## START

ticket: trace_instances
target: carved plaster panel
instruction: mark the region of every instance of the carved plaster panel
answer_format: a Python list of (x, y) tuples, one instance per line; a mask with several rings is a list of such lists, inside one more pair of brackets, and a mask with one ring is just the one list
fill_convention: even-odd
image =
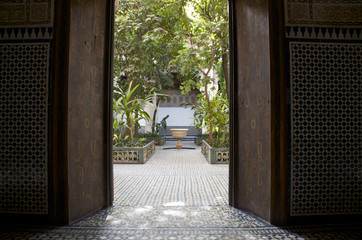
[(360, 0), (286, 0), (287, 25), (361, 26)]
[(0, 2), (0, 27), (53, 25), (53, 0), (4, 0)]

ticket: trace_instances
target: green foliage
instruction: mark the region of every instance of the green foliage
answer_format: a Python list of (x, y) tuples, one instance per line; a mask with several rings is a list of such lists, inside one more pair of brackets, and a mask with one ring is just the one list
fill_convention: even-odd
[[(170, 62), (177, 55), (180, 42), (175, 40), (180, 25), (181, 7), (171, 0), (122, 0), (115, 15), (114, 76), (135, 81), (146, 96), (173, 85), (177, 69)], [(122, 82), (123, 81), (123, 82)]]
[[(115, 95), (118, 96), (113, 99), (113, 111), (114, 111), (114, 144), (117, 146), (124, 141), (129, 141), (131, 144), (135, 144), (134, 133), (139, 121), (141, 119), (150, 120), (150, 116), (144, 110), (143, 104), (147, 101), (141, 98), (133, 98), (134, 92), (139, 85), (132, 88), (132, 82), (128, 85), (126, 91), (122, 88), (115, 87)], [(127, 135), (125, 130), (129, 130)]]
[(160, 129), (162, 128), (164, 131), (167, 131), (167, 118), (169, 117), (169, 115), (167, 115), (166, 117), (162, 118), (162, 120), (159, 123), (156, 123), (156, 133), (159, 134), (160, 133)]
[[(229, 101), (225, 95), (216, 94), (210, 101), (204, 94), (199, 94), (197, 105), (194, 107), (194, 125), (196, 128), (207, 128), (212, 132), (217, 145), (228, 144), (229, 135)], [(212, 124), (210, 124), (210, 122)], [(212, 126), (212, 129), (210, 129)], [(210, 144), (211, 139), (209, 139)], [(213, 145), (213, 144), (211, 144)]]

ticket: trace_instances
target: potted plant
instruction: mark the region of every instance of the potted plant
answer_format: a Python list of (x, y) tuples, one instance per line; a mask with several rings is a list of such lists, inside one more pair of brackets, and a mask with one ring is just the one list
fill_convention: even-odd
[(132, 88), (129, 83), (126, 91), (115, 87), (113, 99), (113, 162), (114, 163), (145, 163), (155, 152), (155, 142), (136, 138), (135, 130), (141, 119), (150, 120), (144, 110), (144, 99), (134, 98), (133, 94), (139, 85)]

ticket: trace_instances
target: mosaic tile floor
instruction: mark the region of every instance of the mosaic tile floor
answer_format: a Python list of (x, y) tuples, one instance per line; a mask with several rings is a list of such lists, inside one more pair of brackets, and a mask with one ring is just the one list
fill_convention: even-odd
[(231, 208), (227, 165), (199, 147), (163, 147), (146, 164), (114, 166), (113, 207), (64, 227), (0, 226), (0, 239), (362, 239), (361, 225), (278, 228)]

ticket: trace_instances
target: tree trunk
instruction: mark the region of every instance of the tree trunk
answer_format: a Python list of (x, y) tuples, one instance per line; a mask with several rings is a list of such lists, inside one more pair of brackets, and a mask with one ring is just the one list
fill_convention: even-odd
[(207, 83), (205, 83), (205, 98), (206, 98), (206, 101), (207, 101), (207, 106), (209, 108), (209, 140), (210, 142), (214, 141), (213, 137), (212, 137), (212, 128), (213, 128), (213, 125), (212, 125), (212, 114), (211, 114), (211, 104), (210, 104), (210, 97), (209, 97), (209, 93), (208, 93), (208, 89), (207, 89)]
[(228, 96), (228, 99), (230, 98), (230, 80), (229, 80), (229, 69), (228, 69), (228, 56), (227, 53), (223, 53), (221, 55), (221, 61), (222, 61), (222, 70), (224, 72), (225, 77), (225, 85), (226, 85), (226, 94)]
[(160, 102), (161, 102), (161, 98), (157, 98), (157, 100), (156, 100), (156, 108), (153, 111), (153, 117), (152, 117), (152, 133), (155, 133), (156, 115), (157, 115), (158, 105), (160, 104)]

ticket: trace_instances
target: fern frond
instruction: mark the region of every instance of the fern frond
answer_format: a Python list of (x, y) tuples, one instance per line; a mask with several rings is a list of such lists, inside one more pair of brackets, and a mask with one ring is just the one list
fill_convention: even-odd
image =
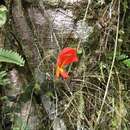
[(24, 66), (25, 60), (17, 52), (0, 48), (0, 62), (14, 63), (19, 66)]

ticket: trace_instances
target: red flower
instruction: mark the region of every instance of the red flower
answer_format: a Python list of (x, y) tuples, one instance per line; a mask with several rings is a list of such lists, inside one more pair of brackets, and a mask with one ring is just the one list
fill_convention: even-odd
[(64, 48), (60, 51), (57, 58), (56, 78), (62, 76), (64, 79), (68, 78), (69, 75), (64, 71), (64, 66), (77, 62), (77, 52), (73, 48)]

## END

◆ Stated goal
Report all lines of the records that contain the word "every", copying each such line in full.

◆ Task answer
instruction: mark the region of every instance of the carved plaster panel
instruction: mark the region of every instance of the green foliage
instruction: mark the region of every instance of the potted plant
instruction: mark the region of every instance of the mosaic tile floor
instruction: mark the region of every instance of the tree trunk
instruction: mark the region of every instance of the fern frond
instruction: mark the region of every instance of the red flower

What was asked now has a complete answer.